### [LATIHAN TERTULIS A]
Jawablah pertanyaan berikut berdasarkan teks tentang hukum ulang tahun di bawah.
(i) Dalam ilmu fiqih, pada apa hukum melekat?
(ii) Dari sahabat siapa hadis yang dikutip itu berasal, dan berapa nomornya dalam riwayat Abu Daud?
(iii) Apa dua hal yang menurut kelompok tersebut telah dilakukan oleh ulang tahun yang diniatkan sebagai ibadah?
### [LATIHAN TERTULIS B]
Terjemahkan kalimat "Hukum itu berputar bersama illatnya (sebabnya), baik ketika illatnya ada maupun tidak ada." dari teks tentang hukum ulang tahun ke dalam bahasa Inggris.
### [LATIHAN TERTULIS C]
Tuliskan kembali tanpa perubahan bagian teks tentang hukum ulang tahun yang diawali dengan kata-kata "2. Terjatuh pada" dan diakhiri dengan "melihat tinjauan hukumnya.".

---------- HALAMAN

Sebagian kelompok mengatakan bahwa ulang tahun itu haram karena tasyabbuh kepada orang kafir. Dari segi hukum saja sudah terlihat bahwa kelompok ini bukan jurusan hukum. Kenapa? Karena hukum di dalam ilmu fiqih tidak melekat pada benda atau nama tertentu, tapi hukum melekat pada “perbuatan dalam mengerjakan sesuatu”. Contoh di atas : Ulang tahun tidak ada hukumnya karena bukan perbuatan. Tapi ketika dia merayakan ulang tahun, maka baru bisa menghasilkan hukum. Pahami qoidah ini baik-baik. Hukum tidak sembarangan bisa melekat seperti yang dikatakan sebagian kelompok diatas tapi hukum hanya melekat pada perbuatan dalam mengerjakan sesuatu.
Baiklah, anggap saja yang dimaksud kelompok tersebut merayakannya. Dia berdalil dengan hadist nabi :
Dari Ibnu Umar rodhiyallahu ‘anhuma berkata, bahwa Rasulullah shallallahu ‘alaihi wa sallam bersabda :
مَنْ تَشَبَّهَ بِقَوْمٍ فَهُوَ مِنْهُمْ
Siapa yang menyerupai suatu kaum, maka dia termasuk bagian dari mereka. (HR. Abu Daud, hadist no. 4031).
Kemudian dia mengatakan : Jika ulang tahun yang dirayakan sebagai perayaan biasa (diniati mubah) saja, artinya tidak ada niat ibadah, hukumnya haram, terlebih jika ulang tahun diniatkan sebagai ibadah, lebih parah keharamannya. Karena ulang tahun seperti ini telah:
1. Menodai ibadah dengan tasyabbuh dengan orang kafir.
2. Terjatuh pada perbuatan bid’ah.
Sanggahan :
kelompok ini terlalu cepat menghukumi sesuatu, karena pengetahuan yang terbatas sepertinya. Baiklah, dia mengatakan bahwa jika merayakan ulang tahun diniatkan biasa, maka hukumnya haram.
Sekarang mari kita lihat tinjauan hukumnya.
Sebuah qoidah ushul fiqh menyebutkan :
الحكم يدور مع العلة وجودا وعدما
Hukum itu berputar bersama illatnya (sebabnya), baik ketika illatnya ada maupun tidak ada.
Artinya, sebuah hukum bisa dihukumi boleh, makruh, haram, sunnah ataupun wajib terkadang dilihat dari illatnya, bukan langsung dihukumi tanpa melihat tinjauan hukumnya.

--------------------
---------- KUTIPAN SUMBER

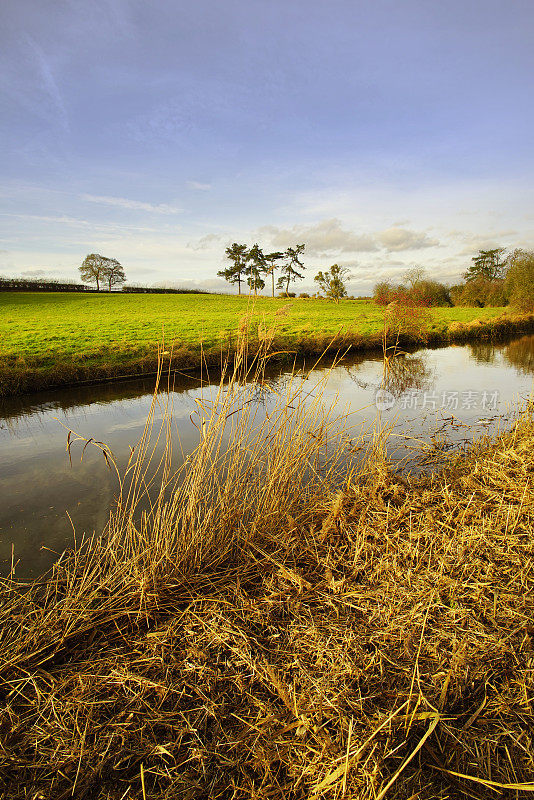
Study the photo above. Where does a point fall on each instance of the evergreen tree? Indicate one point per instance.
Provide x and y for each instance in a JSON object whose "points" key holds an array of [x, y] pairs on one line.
{"points": [[256, 267], [332, 282], [237, 255], [488, 264], [289, 267]]}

--------------------

### [JAWABAN A]
(i) Hukum melekat pada "perbuatan dalam mengerjakan sesuatu", bukan pada benda atau nama tertentu.
(ii) Hadis itu berasal dari Ibnu Umar dan bernomor 4031 dalam riwayat Abu Daud.
(iii) Ulang tahun seperti itu telah menodai ibadah dengan tasyabbuh dengan orang kafir dan terjatuh pada perbuatan bid’ah.

### [JAWABAN B]
A ruling revolves together with its illah (its cause), both when the illah is present and when it is absent.

### [JAWABAN C]
2. Terjatuh pada perbuatan bid’ah.
Sanggahan :
kelompok ini terlalu cepat menghukumi sesuatu, karena pengetahuan yang terbatas sepertinya. Baiklah, dia mengatakan bahwa jika merayakan ulang tahun diniatkan biasa, maka hukumnya haram.
Sekarang mari kita lihat tinjauan hukumnya.
Sebuah qoidah ushul fiqh menyebutkan :
الحكم يدور مع العلة وجودا وعدما
Hukum itu berputar bersama illatnya (sebabnya), baik ketika illatnya ada maupun tidak ada.
Artinya, sebuah hukum bisa dihukumi boleh, makruh, haram, sunnah ataupun wajib terkadang dilihat dari illatnya, bukan langsung dihukumi tanpa melihat tinjauan hukumnya.